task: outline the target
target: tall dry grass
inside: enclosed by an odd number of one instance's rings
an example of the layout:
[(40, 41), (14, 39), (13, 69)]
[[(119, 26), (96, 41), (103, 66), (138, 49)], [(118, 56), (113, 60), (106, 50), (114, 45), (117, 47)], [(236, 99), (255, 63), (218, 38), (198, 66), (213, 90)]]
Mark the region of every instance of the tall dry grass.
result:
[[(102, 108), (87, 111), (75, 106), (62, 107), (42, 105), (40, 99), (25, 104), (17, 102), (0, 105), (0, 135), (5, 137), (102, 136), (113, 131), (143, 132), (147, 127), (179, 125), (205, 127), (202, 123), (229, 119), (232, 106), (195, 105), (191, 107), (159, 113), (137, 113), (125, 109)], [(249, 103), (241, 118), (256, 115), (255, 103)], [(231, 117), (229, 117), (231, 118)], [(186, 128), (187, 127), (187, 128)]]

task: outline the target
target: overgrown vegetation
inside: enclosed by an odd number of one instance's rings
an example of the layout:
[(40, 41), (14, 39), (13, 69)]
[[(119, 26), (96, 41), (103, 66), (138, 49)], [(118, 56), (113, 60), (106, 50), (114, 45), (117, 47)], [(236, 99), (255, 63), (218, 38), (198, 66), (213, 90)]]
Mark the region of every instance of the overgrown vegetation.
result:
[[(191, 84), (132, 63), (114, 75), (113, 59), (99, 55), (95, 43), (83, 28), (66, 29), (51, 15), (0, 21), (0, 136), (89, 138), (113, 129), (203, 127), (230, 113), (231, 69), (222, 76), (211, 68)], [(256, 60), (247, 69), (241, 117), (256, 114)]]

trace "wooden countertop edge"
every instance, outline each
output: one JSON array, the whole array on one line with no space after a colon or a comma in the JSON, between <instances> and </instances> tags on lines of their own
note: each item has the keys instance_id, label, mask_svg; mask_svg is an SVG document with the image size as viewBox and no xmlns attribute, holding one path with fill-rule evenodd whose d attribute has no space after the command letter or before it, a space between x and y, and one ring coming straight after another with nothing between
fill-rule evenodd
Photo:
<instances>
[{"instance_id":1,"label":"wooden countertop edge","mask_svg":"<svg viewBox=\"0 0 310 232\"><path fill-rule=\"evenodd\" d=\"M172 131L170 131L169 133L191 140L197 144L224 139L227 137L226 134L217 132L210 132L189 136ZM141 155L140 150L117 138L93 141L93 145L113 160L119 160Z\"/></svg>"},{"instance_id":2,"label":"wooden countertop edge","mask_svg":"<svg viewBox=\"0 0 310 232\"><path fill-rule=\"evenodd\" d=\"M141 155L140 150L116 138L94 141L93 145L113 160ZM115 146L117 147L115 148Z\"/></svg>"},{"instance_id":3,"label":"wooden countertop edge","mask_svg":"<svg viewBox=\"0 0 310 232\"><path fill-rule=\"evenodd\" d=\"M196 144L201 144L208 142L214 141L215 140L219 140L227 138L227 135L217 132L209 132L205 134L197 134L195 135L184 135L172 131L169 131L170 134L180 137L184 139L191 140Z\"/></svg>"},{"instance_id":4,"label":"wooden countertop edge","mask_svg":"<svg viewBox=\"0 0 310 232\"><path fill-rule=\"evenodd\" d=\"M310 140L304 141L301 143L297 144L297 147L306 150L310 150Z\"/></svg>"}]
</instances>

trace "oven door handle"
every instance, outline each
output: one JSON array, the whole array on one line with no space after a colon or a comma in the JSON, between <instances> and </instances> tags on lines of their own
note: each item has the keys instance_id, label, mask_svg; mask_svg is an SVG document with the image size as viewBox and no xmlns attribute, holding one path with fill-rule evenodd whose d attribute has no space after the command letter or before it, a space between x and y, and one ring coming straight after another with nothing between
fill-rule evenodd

▶ OBJECTIVE
Rewrite every line of the items above as a numbered list and leave out the blank lines.

▶ TASK OUTPUT
1. task: outline the target
2. target: tall dry grass
3. inside: enclosed by an odd number of one instance's rings
4. an example of the layout:
5. [(40, 41), (14, 39), (13, 69)]
6. [[(119, 26), (96, 41), (103, 66), (138, 49)], [(118, 56), (113, 60), (106, 50), (114, 45), (117, 47)], [(236, 99), (255, 63), (218, 38), (198, 66), (213, 90)]]
7. Mark the region of every instance of the tall dry grass.
8. result:
9. [[(102, 108), (87, 111), (75, 106), (62, 107), (42, 105), (40, 99), (25, 104), (17, 102), (0, 105), (0, 135), (5, 137), (102, 136), (113, 131), (143, 132), (147, 127), (179, 125), (205, 127), (202, 123), (229, 119), (232, 106), (195, 105), (191, 107), (159, 113), (137, 113), (125, 109)], [(249, 103), (241, 118), (256, 115), (255, 103)], [(231, 117), (229, 117), (231, 118)], [(186, 128), (187, 127), (187, 128)]]
10. task: outline the target
11. target: overgrown vegetation
12. inside: enclosed by an odd number of one instance's rings
13. an example of the layout:
14. [(40, 41), (14, 39), (13, 69)]
15. [[(119, 26), (96, 41), (103, 66), (138, 49)], [(118, 56), (113, 60), (106, 50), (114, 45), (117, 47)], [(236, 99), (255, 63), (218, 38), (198, 66), (213, 90)]]
16. Mark the region of every instance of the overgrown vegetation.
17. result:
18. [[(191, 84), (132, 63), (114, 75), (113, 59), (99, 55), (95, 43), (83, 28), (66, 29), (51, 15), (0, 21), (0, 136), (89, 138), (113, 129), (203, 127), (230, 113), (231, 69), (222, 76), (211, 68)], [(256, 60), (247, 69), (241, 117), (256, 114)]]
19. trace "wooden countertop edge"
20. every instance, outline each
21. output: one JSON array, the whole array on one line with no space after a colon or a comma in the JSON, between <instances> and </instances> tags on lines of their own
22. note: each item has the keys instance_id, label, mask_svg; mask_svg is an SVG document with the image size as viewBox and no xmlns attribute, holding one path with fill-rule evenodd whose d attribute has no space after the command letter or before it, a space between x and y, and one ring coming straight after another with nothing between
23. fill-rule evenodd
24. Photo:
25. <instances>
26. [{"instance_id":1,"label":"wooden countertop edge","mask_svg":"<svg viewBox=\"0 0 310 232\"><path fill-rule=\"evenodd\" d=\"M172 131L170 131L169 133L191 140L197 144L224 139L227 137L226 134L217 132L210 132L189 136ZM141 155L140 150L117 138L93 141L93 145L113 160L119 160Z\"/></svg>"},{"instance_id":2,"label":"wooden countertop edge","mask_svg":"<svg viewBox=\"0 0 310 232\"><path fill-rule=\"evenodd\" d=\"M141 155L140 150L116 138L94 141L93 145L113 160ZM115 146L117 147L115 148Z\"/></svg>"},{"instance_id":3,"label":"wooden countertop edge","mask_svg":"<svg viewBox=\"0 0 310 232\"><path fill-rule=\"evenodd\" d=\"M196 144L201 144L208 142L214 141L215 140L219 140L227 138L227 135L217 132L209 132L205 134L197 134L195 135L184 135L172 131L169 131L170 134L180 137L184 139L191 140Z\"/></svg>"},{"instance_id":4,"label":"wooden countertop edge","mask_svg":"<svg viewBox=\"0 0 310 232\"><path fill-rule=\"evenodd\" d=\"M310 140L304 141L301 143L297 144L297 147L306 150L310 150Z\"/></svg>"}]
27. </instances>
28. trace "oven door handle"
29. every instance, outline each
30. output: one JSON array, the whole array on one line with no space after a colon or a comma in the JSON, between <instances> and </instances> tags on lines of their own
31. note: each item has the keys instance_id, label, mask_svg; mask_svg is an SVG document with the image size as viewBox and no xmlns attribute, holding one path with fill-rule evenodd whose d attribute has no space after the command letter or before it, a space between x and y, and one ring coming straight after another with nothing between
32. fill-rule evenodd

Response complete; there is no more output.